**Exercise aim**
Continue the article on the Illinois COVID-19 shutdown of bowling alleys and indoor recreation from the point where it ends.

**Reading passage**
----
Illinois COVID-19 restrictions: Bowling alleys, indoor recreation, face second full shutdown

CHICAGO (WLS) -- New statewide COVID-19 mitigation starts Friday, and will shutter indoor dining in restaurants, cut capacity in retail stores, and shut down indoor recreational activities including bowling. Owners tell ABC 7 they don't know how long they'll be able to survive.

"My grandfather and his brother built Waveland Bowl in 1959, so I'm third generation. My kids both work here. It's all I've done my entire life," said Waveland Bowl President Gary Handler.

The lanes, the pins, to Handler, they're home.

"In my 40 years, I've been through a lot of catastrophes and recessions but nothing has ever compared in any way or form to this," Handler said.

That home is turning to heartbreak. Handler is staring down the lane at another state mandated COVID-19 shutdown for his business. The first one lasted for four months, and right now there are no guarantees.

"I'm not angry. I'm sad. It's hard, we got 40 people who rely on this place. Forty families that are going to be going back on unemployment. Me too," Handler said. "There's only so long that even a healthy, profitable business like Waveland Bowl is going to be able to survive."

Handler said he's not trying to spare his bowling alley from the shutdown, but he's asking for your support once they reopen.
----
**Data extract**

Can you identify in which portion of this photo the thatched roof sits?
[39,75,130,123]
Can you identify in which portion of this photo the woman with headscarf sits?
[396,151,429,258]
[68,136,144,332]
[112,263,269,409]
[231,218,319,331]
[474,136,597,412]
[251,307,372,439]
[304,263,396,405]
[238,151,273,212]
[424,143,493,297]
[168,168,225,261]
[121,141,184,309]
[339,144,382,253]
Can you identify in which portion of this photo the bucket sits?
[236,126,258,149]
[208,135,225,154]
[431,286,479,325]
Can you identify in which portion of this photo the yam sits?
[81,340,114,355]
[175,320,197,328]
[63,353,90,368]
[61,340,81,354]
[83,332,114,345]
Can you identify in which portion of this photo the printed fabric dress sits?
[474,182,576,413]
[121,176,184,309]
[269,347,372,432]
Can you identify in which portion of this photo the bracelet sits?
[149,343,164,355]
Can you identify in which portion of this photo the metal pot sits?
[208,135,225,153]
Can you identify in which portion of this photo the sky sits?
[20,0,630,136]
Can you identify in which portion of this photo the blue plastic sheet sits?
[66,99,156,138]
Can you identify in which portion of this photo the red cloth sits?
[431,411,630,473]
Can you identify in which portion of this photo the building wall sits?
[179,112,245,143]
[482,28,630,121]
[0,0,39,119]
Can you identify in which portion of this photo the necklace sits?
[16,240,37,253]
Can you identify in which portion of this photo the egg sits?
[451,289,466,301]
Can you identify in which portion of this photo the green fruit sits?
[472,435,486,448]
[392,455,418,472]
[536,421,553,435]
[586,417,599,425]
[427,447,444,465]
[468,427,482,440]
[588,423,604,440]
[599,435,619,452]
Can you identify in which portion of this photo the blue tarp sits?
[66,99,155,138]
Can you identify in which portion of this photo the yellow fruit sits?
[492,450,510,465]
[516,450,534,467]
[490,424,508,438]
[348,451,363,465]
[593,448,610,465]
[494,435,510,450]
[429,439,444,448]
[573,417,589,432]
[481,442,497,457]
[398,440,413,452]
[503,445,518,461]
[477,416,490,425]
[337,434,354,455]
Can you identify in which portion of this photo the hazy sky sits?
----
**Solved problem**
"That crunch you know, I love it. I live for it," said high school bowler Jamie Elliott. That support is something he is eager to give.

"I just think that everyone in every community should work together to keep these places alive," Elliott said.

But uncertainty is also felt a few blocks over at Timber Lanes Bowling Alley.

"This is not the way I ever wanted to end it. I'm 65 years old. I'm at the point of retirement, but I'm not ready to retire yet," said proprietor Robert Kuhn. "I still want to be involved in this business. It's hard."

Kuhn said his business is solid financially for now, but at some point, they'll need to make a tough decision.

"We can't even think about what we're going to do in the future because we don't know," he said. "It just gets depressing. You know, you come in here and there's nobody here."